REQUIRED WORK: From the line with "Kindly place a point on the statue" down to the final line of the material below, quote every line exactly and leave out all lines before it.

:: SUPPLIED DATA ::

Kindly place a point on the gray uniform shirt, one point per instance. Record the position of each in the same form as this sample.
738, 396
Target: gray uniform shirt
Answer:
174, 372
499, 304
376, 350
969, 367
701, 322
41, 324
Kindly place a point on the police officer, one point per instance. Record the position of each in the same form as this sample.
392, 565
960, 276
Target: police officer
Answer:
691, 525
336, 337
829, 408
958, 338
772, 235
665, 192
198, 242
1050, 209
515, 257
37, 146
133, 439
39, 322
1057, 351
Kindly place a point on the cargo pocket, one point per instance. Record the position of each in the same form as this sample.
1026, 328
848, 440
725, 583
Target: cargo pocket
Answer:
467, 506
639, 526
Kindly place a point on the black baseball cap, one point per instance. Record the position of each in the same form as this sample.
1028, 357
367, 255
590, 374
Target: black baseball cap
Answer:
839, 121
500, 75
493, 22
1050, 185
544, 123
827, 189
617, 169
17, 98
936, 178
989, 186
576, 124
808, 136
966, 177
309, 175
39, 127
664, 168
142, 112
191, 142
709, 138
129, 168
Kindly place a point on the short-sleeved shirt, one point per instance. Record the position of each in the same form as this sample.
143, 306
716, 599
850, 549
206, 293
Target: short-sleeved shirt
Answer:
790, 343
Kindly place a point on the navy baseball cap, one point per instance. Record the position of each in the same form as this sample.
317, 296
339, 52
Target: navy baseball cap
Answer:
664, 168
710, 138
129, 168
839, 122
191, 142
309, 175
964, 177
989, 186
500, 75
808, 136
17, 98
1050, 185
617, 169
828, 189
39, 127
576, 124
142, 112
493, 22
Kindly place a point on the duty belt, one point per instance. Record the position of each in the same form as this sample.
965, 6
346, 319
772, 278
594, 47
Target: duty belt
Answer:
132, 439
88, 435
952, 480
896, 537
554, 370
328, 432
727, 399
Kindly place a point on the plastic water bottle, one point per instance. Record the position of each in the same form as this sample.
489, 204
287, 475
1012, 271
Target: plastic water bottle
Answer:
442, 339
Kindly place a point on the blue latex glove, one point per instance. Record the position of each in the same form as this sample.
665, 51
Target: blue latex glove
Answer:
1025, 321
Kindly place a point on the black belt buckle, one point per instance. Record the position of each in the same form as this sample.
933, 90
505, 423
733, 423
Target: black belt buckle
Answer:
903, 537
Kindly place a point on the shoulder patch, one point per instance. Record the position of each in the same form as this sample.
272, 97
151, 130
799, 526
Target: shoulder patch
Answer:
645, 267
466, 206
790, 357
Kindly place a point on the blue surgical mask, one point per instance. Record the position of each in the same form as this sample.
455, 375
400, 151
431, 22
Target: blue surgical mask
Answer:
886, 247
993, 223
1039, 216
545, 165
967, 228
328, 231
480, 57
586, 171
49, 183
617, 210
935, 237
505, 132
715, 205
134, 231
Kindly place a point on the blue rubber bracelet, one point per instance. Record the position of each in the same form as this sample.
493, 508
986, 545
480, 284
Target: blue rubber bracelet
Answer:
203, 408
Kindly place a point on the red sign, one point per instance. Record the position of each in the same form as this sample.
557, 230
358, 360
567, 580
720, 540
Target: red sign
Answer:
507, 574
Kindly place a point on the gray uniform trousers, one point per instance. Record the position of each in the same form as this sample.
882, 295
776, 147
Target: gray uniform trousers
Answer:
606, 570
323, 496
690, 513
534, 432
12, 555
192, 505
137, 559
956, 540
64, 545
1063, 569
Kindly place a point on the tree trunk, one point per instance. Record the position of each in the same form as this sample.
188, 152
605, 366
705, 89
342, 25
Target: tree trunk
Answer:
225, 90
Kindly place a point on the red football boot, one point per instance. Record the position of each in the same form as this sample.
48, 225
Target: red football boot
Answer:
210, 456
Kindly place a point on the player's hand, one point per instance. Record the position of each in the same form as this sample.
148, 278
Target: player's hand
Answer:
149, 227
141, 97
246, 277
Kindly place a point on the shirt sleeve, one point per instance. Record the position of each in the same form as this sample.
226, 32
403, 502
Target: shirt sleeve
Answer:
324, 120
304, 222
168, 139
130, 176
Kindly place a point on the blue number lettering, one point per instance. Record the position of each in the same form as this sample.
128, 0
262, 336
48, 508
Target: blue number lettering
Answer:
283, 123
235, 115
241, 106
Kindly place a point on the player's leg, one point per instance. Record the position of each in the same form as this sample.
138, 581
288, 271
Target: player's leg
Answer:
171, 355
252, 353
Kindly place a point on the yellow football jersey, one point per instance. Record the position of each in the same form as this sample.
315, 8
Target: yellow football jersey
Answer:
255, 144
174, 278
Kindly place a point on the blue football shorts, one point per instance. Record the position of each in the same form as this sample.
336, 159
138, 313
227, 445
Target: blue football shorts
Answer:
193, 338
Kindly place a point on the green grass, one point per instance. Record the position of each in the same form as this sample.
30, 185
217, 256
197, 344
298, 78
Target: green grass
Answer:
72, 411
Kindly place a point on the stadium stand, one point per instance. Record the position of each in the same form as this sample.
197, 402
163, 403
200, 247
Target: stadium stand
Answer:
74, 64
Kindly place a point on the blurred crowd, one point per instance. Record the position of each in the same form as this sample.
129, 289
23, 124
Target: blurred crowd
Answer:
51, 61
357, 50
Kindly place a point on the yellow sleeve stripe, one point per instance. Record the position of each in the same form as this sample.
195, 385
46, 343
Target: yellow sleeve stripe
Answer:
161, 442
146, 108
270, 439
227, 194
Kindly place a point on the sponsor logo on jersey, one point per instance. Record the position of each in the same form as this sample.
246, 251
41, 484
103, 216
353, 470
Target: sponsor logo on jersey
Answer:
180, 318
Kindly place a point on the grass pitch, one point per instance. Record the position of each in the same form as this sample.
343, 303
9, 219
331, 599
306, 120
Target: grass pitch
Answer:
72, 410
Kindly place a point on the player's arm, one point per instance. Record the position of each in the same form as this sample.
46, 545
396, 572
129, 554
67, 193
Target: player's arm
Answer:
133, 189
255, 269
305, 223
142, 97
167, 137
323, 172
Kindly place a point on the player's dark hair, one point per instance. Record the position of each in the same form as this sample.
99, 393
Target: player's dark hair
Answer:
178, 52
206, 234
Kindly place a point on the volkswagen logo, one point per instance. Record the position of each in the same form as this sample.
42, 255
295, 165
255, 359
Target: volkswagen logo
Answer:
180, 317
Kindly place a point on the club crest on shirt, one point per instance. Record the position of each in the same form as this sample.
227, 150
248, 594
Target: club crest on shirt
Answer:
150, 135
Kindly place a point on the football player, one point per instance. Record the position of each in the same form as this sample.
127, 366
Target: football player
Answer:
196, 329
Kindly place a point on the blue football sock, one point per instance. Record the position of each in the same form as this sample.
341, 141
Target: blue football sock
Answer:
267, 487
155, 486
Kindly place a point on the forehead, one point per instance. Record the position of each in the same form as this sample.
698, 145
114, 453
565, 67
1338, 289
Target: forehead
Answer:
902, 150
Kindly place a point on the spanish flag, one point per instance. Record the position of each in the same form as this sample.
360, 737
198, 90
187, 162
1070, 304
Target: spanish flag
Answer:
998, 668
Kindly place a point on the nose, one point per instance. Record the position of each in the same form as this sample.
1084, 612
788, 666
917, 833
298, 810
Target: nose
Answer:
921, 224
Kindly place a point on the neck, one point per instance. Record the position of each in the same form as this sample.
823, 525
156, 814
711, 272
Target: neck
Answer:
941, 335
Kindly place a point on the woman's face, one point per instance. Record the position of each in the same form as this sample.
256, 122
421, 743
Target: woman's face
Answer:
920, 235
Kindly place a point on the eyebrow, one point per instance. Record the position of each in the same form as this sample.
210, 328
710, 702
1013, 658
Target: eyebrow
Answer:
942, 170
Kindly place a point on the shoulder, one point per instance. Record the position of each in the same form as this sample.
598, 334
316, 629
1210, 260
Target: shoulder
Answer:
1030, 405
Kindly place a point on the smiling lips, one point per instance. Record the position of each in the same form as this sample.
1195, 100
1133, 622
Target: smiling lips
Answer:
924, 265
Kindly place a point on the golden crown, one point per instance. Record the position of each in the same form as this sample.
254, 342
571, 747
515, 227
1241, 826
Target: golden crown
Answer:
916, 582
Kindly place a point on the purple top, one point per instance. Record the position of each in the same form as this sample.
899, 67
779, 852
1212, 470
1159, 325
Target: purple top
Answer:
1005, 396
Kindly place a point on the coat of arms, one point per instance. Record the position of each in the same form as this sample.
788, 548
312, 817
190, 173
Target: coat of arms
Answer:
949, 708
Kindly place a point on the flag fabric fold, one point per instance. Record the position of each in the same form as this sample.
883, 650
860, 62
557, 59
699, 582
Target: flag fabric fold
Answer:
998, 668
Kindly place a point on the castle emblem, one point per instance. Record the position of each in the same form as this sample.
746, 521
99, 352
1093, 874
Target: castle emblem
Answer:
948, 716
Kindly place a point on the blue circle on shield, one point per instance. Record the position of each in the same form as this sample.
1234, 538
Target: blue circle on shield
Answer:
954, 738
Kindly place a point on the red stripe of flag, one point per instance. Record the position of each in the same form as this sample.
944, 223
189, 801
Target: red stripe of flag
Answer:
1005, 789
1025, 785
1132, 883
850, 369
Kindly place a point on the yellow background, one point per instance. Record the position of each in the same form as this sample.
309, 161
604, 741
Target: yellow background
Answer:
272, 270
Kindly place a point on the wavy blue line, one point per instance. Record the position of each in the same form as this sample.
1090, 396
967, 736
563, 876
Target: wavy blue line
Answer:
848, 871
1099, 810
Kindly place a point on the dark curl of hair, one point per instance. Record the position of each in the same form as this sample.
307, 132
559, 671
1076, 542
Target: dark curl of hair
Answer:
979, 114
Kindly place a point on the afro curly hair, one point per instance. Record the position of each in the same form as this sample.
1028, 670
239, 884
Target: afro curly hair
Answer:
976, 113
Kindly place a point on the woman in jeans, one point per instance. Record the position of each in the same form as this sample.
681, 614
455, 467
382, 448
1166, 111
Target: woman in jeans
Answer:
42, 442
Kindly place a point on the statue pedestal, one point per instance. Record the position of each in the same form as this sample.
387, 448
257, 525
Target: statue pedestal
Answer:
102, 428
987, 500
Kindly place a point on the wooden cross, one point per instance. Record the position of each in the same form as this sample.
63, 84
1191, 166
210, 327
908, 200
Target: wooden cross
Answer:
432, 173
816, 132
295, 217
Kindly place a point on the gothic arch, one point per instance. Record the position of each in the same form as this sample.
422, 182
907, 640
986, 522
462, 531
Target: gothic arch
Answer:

:::

REPLY:
Kindly place a point on the statue pedestal, one point per instance. Record the position of each in the same form as this sample.
387, 448
257, 525
Target: statue pedestal
Answer:
102, 428
987, 500
Kindly place a point on the wooden cross, one point per instance. Record the position of each in the same form as this sample.
63, 84
1191, 166
210, 327
908, 200
Target: wooden cross
Answer:
432, 173
816, 132
295, 217
Kindly place a point on the gothic arch, one point per instance. Record the position of each in the same form as this sample.
422, 182
907, 640
986, 522
462, 531
Target: gothic arch
Answer:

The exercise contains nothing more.